TEXTE À LIRE:
»»

Ce livre aborde frontalement un enjeu radioactif : celui de l’immigration de masse à laquelle nous sommes soumis depuis une quinzaine d’années. Un volume d’immigration qui est en effet parmi les plus élevés au monde, soit, en termes relatifs, environ deux fois plus que les États-Unis et quatre fois plus que la France. Une immigration de masse qui est en train de reconfigurer Montréal en pâle copie de Toronto, soit en cité-État multiculturelle où l’anglais domine. En 2036 (dans 17 ans seulement !), Statistique Canada prévoit que les francophones seront rendus à 69 % de la population du Québec seulement. L’élection majoritaire d’un parti nationaliste à Québec sera-t-elle alors encore possible ?

L’immense mérite de ce livre est d’aborder le sujet de façon décomplexée, en évitant les périphrases alambiquées et en appelant un chat un chat. « Mal nommer les choses, c’est ajouter au malheur du monde » disait Camus.

««

CONSIGNE:
Recopiez fidèlement le passage du texte sur l'immigration qui va de « Ce livre aborde » à « alors encore possible ? ».

Entrées de données enregistrées:

»»

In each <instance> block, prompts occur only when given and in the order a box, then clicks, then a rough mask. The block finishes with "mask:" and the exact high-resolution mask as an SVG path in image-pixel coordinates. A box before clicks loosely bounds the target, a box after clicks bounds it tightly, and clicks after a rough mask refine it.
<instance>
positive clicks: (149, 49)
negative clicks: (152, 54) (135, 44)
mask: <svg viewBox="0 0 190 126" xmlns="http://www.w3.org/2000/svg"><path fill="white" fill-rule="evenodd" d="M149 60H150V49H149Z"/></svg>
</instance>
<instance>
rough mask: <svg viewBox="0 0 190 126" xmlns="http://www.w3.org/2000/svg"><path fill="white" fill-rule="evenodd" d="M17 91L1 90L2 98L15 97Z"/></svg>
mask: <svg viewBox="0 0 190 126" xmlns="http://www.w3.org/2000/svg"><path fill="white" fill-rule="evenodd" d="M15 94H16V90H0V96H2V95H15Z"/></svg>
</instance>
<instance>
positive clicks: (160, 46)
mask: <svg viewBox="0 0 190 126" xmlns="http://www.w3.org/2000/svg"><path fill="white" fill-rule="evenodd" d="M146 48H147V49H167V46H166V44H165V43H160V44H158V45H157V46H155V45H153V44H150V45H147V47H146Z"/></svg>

««

CORRIGÉ:
Ce livre aborde frontalement un enjeu radioactif : celui de l’immigration de masse à laquelle nous sommes soumis depuis une quinzaine d’années. Un volume d’immigration qui est en effet parmi les plus élevés au monde, soit, en termes relatifs, environ deux fois plus que les États-Unis et quatre fois plus que la France. Une immigration de masse qui est en train de reconfigurer Montréal en pâle copie de Toronto, soit en cité-État multiculturelle où l’anglais domine. En 2036 (dans 17 ans seulement !), Statistique Canada prévoit que les francophones seront rendus à 69 % de la population du Québec seulement. L’élection majoritaire d’un parti nationaliste à Québec sera-t-elle alors encore possible ?